◆ **Texte fourni**
• • • • •
En 1951, alors qu'il attaque l'écriture de la Vallée de Salinas - qui deviendra ensuite À l'Est d'Eden - John Steinbeck entreprend de tenir en parallèle le journal de bord de ce qu'il espère être son chef d'oeuvre, par le biais de lettres adressées à son éditeur Pat Covici.

Si la partie droite de son cahier lui servent à coucher les deux pages quotidiennes de l'histoire familiale des Trask et des Hamilton, celles de gauche recueillent ses ambitions, ses doutes, ses colères ou ses petits aléas de la vie quotidienne.

Dans Les lettres d'À l'Est d'Eden, Steinbeck fait passer le lecteur de l'autre côté du miroir, s'échappant presque de lui-même pour s'auto-décrire dans son travail, sans concession ni recherche d'empathie, de compréhension ou d'indulgence.

C'est le making-up d'un grand livre, dans ses dimensions les plus hautes – ambition assumée et retard annoncé - comme les plus anecdotiques du quotidien – affres des crayons qui s'épuisent et se rachètent par quatre douzaines.

« J'espère juste qu'il ne sera pas ennuyeux. Mais s'il devait l'être, qu'il en soit ainsi. Parce que, comme je l'ai déjà dit, le livre va suivre sa propre cadence. Je vais le diriger, mais pas le pousser. »
• • • • •
◆ **Données fournies**

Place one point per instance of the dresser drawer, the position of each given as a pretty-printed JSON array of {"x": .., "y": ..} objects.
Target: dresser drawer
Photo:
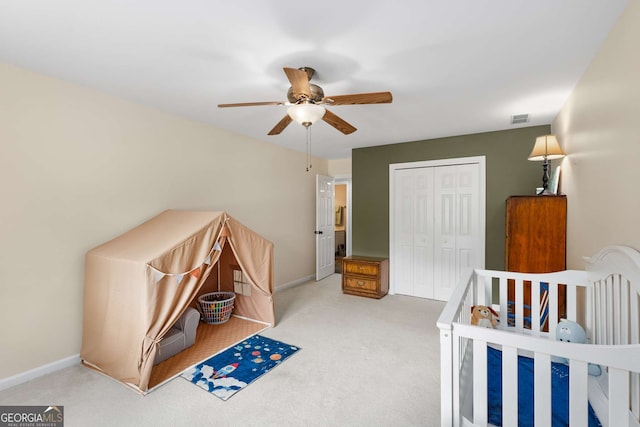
• • • • •
◆ **Consigne 1**
Les affirmations suivantes concordent-elles avec le texte sur les lettres de Steinbeck ? (a) Steinbeck commence l'écriture du roman en 1951. (b) Les pages de gauche de son cahier contiennent l'histoire des Trask et des Hamilton. (c) Les lettres sont adressées à son éditeur. Pour chacune, répondez par oui ou non et citez mot pour mot le passage qui tranche.
◆ **Consigne 2**
D'après le texte sur les lettres de Steinbeck, quel était le titre du roman avant qu'il devienne À l'Est d'Eden ?
◆ **Consigne 3**
Poursuivez le texte sur les lettres de Steinbeck à la suite de sa dernière phrase.

◆ **Réponse 1**
(a) Oui : « En 1951, alors qu'il attaque l'écriture de la Vallée de Salinas »
(b) Non : « celles de gauche recueillent ses ambitions, ses doutes, ses colères ou ses petits aléas de la vie quotidienne »
(c) Oui : « par le biais de lettres adressées à son éditeur Pat Covici »

◆ **Réponse 2**
La Vallée de Salinas.

◆ **Réponse 3**
On découvre Steinbeck très respectueux de son livre qui n'en est pas encore un, soucieux de ne pas en hâter le rythme, mais beaucoup moins de l'accueil qu'il recevra ou des ventes que Pat en prévoit.

« Ce livre devra traverse le même enfer que les autres et pour les mêmes raisons. Ce ne sera pas ce qu'on attend et donc ceux qui attendent ne l'aimeront pas. Et donc jusqu'à ce qu'il parvienne à ceux qui n'en attendent rien et sont prêts à emboiter le pas de l'histoire, personne ne sera susceptible de l'aimer. »

On le voit également tourmenté - « Il y a en moi tant de violence. Parfois je suis horrifié de la quantité. » - ou colérique : « Que Dieu me protège des amateurs. Ils ne savent pas ce qu'ils lisent (…) Ils ont l'autorité de l'ignorance et c'est une chose impossible à combattre, tout simplement. »

On découvre enfin l'auteur côté coulisses, secondé par sa deuxième femme Elaine qu'on sent indispensable, fusionnel avec ses deux fils Tom et John, bricoleur de génie ou étonné de la façon dont le grand Kazan va donner vie au cinéma à son précédent livre.

Ce recueil n'est qu'un de plus sur le travail de l'écrivain. Mais en abordant l'écriture par le savoir-être avec son livre à venir, plus que par le savoir-faire technique déjà traité par tant d'autres, Steinbeck offre un regard différent qui devrait être lu par tous ceux qui se confrontent à ce révélateur de soi-même, dans un livre passionnant du début à la fin et d'une actualité intacte.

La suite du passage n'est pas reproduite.